TASK REQUIREMENTS —
Could you give the listing again exactly, without its pictures?
---------- INFORMATION ----------
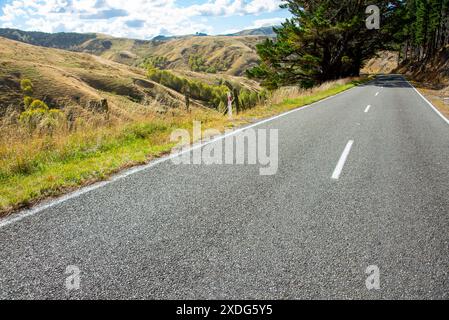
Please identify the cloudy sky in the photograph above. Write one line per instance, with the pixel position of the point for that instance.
(142, 19)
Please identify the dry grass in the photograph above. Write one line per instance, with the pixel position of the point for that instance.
(38, 165)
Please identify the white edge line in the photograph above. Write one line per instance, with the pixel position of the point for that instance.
(39, 208)
(341, 163)
(429, 103)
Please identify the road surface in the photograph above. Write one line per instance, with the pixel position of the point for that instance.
(363, 181)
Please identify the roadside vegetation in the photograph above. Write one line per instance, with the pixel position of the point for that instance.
(45, 162)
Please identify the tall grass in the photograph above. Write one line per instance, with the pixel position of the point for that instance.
(35, 165)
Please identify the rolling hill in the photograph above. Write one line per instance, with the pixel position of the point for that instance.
(232, 54)
(63, 78)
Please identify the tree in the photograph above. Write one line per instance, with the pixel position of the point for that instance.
(325, 40)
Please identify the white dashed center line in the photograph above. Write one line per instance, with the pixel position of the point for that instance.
(342, 161)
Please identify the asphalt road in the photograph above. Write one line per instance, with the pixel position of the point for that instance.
(226, 232)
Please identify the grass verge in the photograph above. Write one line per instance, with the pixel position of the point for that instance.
(42, 167)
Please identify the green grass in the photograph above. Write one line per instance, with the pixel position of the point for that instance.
(83, 159)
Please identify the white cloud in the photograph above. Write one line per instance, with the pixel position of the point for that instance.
(130, 18)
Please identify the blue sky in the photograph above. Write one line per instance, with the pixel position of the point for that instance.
(142, 19)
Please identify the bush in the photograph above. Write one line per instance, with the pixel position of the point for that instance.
(37, 114)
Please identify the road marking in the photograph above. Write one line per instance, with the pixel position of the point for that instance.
(52, 203)
(342, 161)
(429, 103)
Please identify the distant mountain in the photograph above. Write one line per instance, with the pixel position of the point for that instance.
(231, 55)
(264, 31)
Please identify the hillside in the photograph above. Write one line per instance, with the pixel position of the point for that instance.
(63, 78)
(264, 31)
(231, 55)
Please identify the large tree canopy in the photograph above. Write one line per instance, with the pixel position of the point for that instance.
(325, 40)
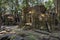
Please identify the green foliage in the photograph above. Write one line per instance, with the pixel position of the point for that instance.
(49, 4)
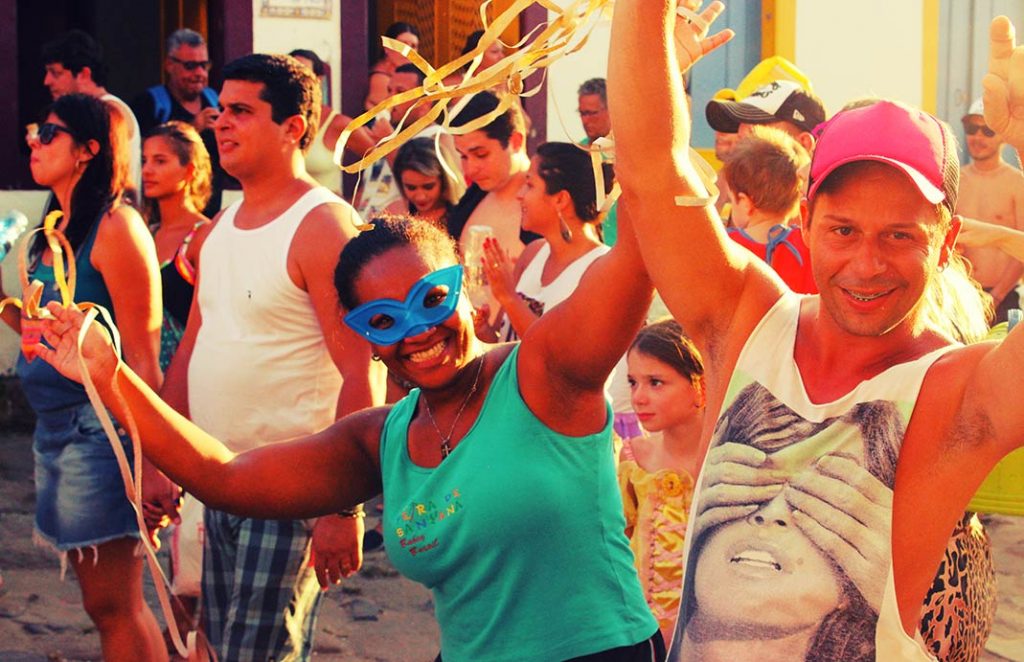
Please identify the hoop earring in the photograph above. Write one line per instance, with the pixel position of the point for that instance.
(564, 229)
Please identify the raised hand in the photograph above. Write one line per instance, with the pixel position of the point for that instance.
(690, 33)
(846, 511)
(1004, 84)
(61, 332)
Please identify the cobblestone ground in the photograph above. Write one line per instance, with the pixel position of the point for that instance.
(376, 616)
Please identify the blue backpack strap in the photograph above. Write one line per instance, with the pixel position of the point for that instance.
(161, 102)
(211, 97)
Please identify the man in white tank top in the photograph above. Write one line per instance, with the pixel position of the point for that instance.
(264, 353)
(852, 428)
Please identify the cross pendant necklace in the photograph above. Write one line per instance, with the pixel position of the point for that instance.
(446, 439)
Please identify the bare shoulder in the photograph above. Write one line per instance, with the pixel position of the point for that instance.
(365, 428)
(528, 253)
(337, 220)
(121, 223)
(954, 390)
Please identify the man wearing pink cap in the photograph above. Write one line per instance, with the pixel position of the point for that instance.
(991, 191)
(846, 431)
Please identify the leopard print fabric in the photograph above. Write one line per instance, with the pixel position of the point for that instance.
(961, 605)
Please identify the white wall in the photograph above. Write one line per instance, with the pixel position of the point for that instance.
(276, 35)
(863, 48)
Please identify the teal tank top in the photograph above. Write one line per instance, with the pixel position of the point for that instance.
(519, 533)
(44, 387)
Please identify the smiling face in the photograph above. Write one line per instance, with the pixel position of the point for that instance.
(764, 571)
(163, 172)
(876, 245)
(433, 358)
(484, 161)
(662, 397)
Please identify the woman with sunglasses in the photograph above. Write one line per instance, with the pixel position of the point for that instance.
(81, 154)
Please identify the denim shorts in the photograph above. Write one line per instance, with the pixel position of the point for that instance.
(80, 498)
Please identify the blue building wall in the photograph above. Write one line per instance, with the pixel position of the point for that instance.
(727, 66)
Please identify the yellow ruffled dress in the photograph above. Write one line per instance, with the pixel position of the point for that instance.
(656, 507)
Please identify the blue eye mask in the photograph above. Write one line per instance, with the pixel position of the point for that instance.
(431, 300)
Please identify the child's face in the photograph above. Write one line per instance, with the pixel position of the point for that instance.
(662, 397)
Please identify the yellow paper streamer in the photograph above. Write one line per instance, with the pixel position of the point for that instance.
(33, 309)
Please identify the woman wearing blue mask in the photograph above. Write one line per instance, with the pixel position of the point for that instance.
(494, 449)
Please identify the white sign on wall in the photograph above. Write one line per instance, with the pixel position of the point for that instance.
(296, 8)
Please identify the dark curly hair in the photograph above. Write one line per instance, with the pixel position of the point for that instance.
(389, 233)
(102, 182)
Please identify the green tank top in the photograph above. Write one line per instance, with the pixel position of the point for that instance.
(519, 533)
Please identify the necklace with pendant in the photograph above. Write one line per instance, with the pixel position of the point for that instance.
(446, 439)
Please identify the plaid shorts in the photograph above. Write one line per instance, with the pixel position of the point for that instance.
(260, 596)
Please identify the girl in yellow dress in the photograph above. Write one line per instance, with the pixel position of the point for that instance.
(656, 472)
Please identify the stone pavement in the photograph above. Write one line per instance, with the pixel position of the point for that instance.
(373, 617)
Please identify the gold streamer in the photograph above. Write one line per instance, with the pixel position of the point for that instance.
(32, 308)
(565, 34)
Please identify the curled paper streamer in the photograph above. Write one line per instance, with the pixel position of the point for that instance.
(33, 313)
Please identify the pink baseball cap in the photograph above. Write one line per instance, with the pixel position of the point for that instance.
(918, 143)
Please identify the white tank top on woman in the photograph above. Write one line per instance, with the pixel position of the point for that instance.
(260, 371)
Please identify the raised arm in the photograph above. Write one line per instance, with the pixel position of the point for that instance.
(566, 356)
(702, 276)
(328, 471)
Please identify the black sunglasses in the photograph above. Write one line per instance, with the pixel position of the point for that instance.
(971, 129)
(48, 131)
(192, 65)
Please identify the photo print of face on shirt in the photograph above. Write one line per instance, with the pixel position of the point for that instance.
(790, 550)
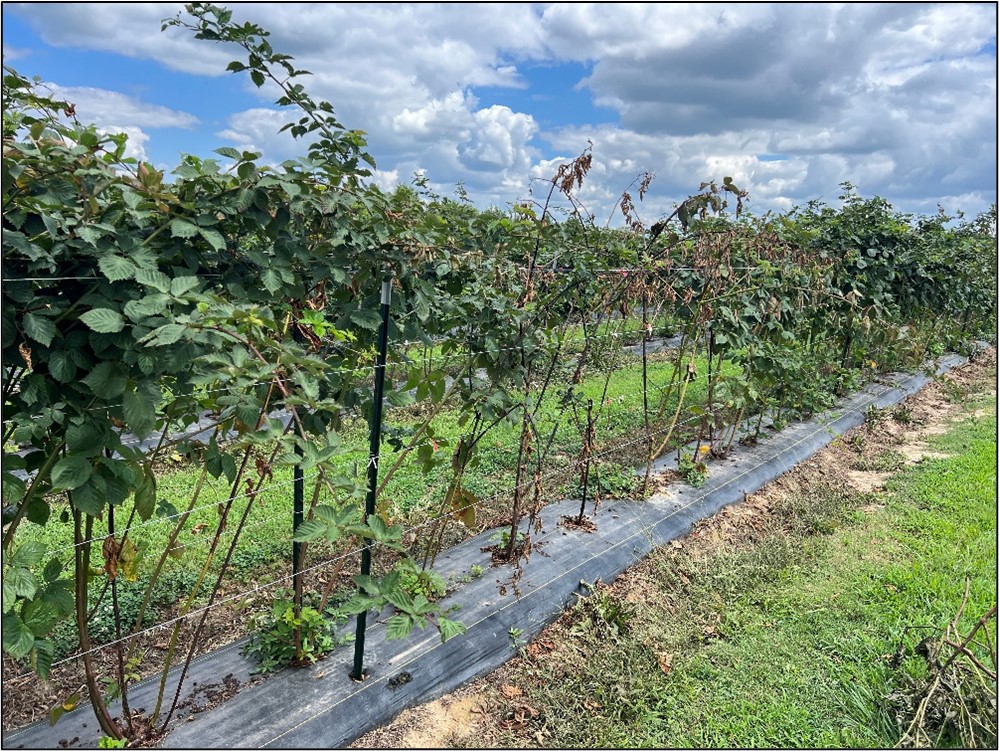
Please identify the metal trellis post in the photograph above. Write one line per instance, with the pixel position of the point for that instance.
(375, 441)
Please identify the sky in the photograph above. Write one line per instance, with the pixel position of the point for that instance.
(788, 99)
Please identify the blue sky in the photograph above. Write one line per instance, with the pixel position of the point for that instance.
(790, 100)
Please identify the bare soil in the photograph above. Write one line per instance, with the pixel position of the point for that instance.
(483, 712)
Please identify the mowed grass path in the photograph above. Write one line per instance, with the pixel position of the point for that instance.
(795, 640)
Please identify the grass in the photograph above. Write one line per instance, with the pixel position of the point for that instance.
(796, 639)
(264, 550)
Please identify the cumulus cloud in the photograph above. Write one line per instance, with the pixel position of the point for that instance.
(101, 106)
(790, 100)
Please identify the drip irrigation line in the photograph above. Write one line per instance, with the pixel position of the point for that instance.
(315, 567)
(644, 530)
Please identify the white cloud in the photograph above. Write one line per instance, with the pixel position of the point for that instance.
(101, 106)
(14, 53)
(898, 98)
(135, 147)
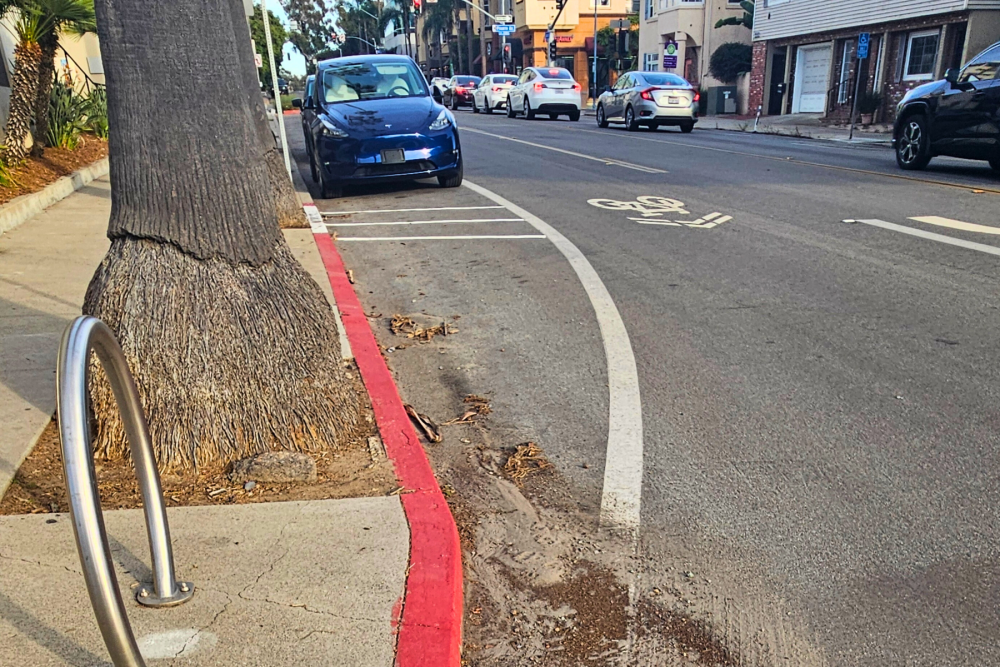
----------
FINAL ANSWER —
Please identify the cloudy sky in the photograph above. Write one line per instance, with the pixel position of the point for that instance.
(142, 19)
Please identify the dry grass in the photograph above. Write one line per instance, with the pixel position of the point for that instance.
(38, 165)
Please identify the white edge line in the photograph above. Write one line per instance, with the pixel position of the point for that instance.
(39, 208)
(341, 163)
(429, 103)
Please identify the road surface in the photograph above. Write one line per instance, with the pixel position of the point for that instance.
(363, 181)
Please identify the roadside vegetation in the photograph above. Write one line per instance, with the pixel position of the point for that instance.
(45, 162)
Please identify the tall grass in the photograph above. Write one line per instance, with the pixel position of the point for that instance.
(35, 165)
Please identify the rolling hill in the photograph above. Write one line per instance, with the pixel position of the point for that instance.
(232, 54)
(63, 78)
Please identify the tree in the photograph above. Write one line per instance, with the pixel position of the point for that instance.
(325, 40)
Please identify the white dashed center line in the photograph above. Write one line per instance, with the pixel position of the point for that instance.
(342, 161)
Please identify the asphalt road in the photograph above. Write one line per instance, with the pixel position of the point for that instance.
(226, 232)
Please identify the grass verge in the photograph above. Write one line per instance, with the pixel position of the point for that instance.
(42, 167)
Please identify the green grass in the photograph above. Write one line per instance, with the pixel position of the point for that instance.
(83, 159)
Please identify the white cloud in the photograph above. Write one line per instance, with the pixel position of the point for that instance.
(130, 18)
Please identify the blue sky in the photograph above. Write one line per instance, with the pixel position of the point for that instance.
(142, 19)
Please identify the bush in the photograph above. Write one line per instance, with the pixel position of the point for that instance.
(37, 114)
Please identify the road marking in the photograph above. Write one line per instance, with the pixel position of the point for that instance.
(52, 203)
(342, 161)
(429, 103)
Please identify the distant mountain in the photograph above. Write one line per instance, with the pixel position of the point for that instance.
(231, 55)
(264, 31)
Please identify the hillside in the photograph above. Write one line per instance, with the pixel position of the point for that instance.
(63, 78)
(264, 31)
(231, 55)
Please identify the large tree canopy in the photograph above. Write one line per instance, with the pixel position of the point for that instance.
(325, 40)
Please identify the green foliage in the photograph above. Write one line per instance, with the pixel position of the point for that instance.
(49, 4)
Please identify the hoop earring in the photograph above. Write one line per instance, with the pixel position of the point for that instance.
(564, 229)
Please identify the raised hand in the photograph above. Write one line per instance, with the pixel position of the point for that instance.
(690, 33)
(846, 511)
(1004, 84)
(61, 332)
Please identify the cobblestone ground in the photograph above. Write one line per instance, with the pixel position of the point for that instance.
(376, 616)
Please identify the blue backpack strap in the photograph above. Write one line per instance, with the pixel position of the point for that instance.
(161, 102)
(211, 97)
Please identify the man in white tank top in the photograph above. Write one line per instance, with the pixel position of the point for that instance.
(264, 353)
(852, 428)
Please identify the cross pendant necklace in the photograph above. Write one line per instance, with the pixel position of the point for that instance.
(446, 439)
Please identify the bare shoulder in the photograph above. Write one line per instance, with the pixel position of the point for that instance.
(365, 428)
(528, 253)
(337, 220)
(121, 223)
(954, 390)
Please identify the man wearing pink cap in the photograph above. Write one line per instance, with the pixel position of the point for that instance.
(991, 191)
(846, 431)
Please identify the leopard print fabric in the photograph above. Write one line per instance, with the pixel position of the point for that instance.
(961, 605)
Please identify the white wall in the photograph above. Write one line per instance, with the pixel position of the point for that instance.
(276, 35)
(863, 48)
Please identify the teal tank top in the photograph above. Write one line per instance, with the pixel position of the point for that instance.
(519, 533)
(44, 387)
Please identify the smiling face in the photograph above. Write one line per instance, with the pixel position of the point for that instance.
(764, 571)
(163, 172)
(876, 245)
(433, 358)
(484, 161)
(662, 397)
Please identify the woman with sunglasses in the photograph above. Write one line per instance, with the pixel position of the point for that instance.
(81, 154)
Please identify the denim shorts in the photograph above. Write one line per instance, with the pixel position of the point for that instance.
(80, 498)
Please identify the blue building wall in the photograph above. Write one line per instance, with the pixel position of the point for that instance.
(727, 66)
Please identify the yellow ruffled dress in the photograph above. Write one line per instance, with the pixel position of the point for that instance.
(656, 507)
Please identify the blue eye mask in the photograph above. Write one line per instance, with the pixel position of the point for that instance.
(431, 300)
Please identify the child's face in the photograph above. Write one line per instance, with the pixel position of the point for that instance.
(662, 397)
Please identify the yellow paper streamer in the photograph above. Write one line per instance, with the pixel position of the point for that instance.
(33, 309)
Please identify the woman wearing blue mask in the photograph above. Write one line per instance, with the pixel position of the point for that instance.
(494, 449)
Please identify the white sign on wall in the photograph above. Write one line per instance, with the pixel position of the point for that instance.
(296, 8)
Please identify the dark curly hair in the photograph above. Write one line per instance, with the pixel position of the point for that instance.
(389, 233)
(102, 182)
Please identify the green tank top in the photograph above. Write one line per instance, with the pixel position of the point for that instance.
(519, 533)
Please identify the necklace with pendant in the photograph above. Write one line per instance, with the pixel position of the point for that instance.
(446, 439)
Please identify the plaid shorts in the photograph above. Write one line per instance, with the pixel position of the point for that instance.
(260, 596)
Please identify the girl in yellow dress in the photograph above. Write one line per instance, with the pixel position of the point for that instance.
(656, 472)
Please identify the stone pavement in the photograph above. Write one line per instance, with the pixel position of the point for that instance.
(373, 617)
Please identify the gold streamer in the photograph above. Write one line per instance, with the pixel position of the point for that instance.
(32, 308)
(565, 34)
Please identify the curled paper streamer in the photograph above. Write one line per instance, with the pixel position of the point for that instance.
(33, 313)
Please identify the pink baseball cap in the photograph above. Write one line per instance, with the pixel position of the point for that instance.
(918, 143)
Please identify the white tank top on woman in the photograph above. Write one line per instance, with the pixel position of the point for that instance.
(260, 371)
Please identify the raised arm in the photograph above. Write one line per instance, with the pixel position of the point for that instance.
(566, 356)
(702, 276)
(328, 471)
Please identify the black sunglasses in the photograph above. Write one line per instance, with the pixel position of the point for that instance.
(971, 129)
(48, 131)
(192, 65)
Please identify the photo print of face on shirt in the photograph above. Write one line per instance, with the pixel position of the point for that instance.
(790, 550)
Please identify the metal trellis post in the photograph above. Write one line per instance, with the pixel position of the point for that instance.
(375, 441)
Please identify the sky in the photograph above. Write one line per instance, with the pixel position of the point for that instance.
(788, 99)
Please identify the blue sky in the photograph above. Write one line per instance, with the pixel position of the point for that instance.
(790, 100)
Please identify the bare soil in the photograph above. Write one line per instance, with the pixel position of the point for that instance.
(483, 712)
Please identify the mowed grass path in the photograph above. Write one line per instance, with the pixel position of the point for that instance.
(795, 640)
Please identify the grass in the photograph above. Write one line per instance, with the pixel position of the point for that instance.
(796, 639)
(264, 550)
Please identify the cumulus cloud in the photograph above. Write one line per instance, with the pixel position of the point for that instance.
(101, 106)
(790, 100)
Please identify the drip irrigation line in the photograph above. Write one line per instance, with the pixel position of the point for that instance.
(315, 567)
(644, 530)
Please identify the white cloud in the photograph above. Write one line per instance, with the pixel position of the point for that instance.
(101, 106)
(14, 53)
(898, 98)
(135, 147)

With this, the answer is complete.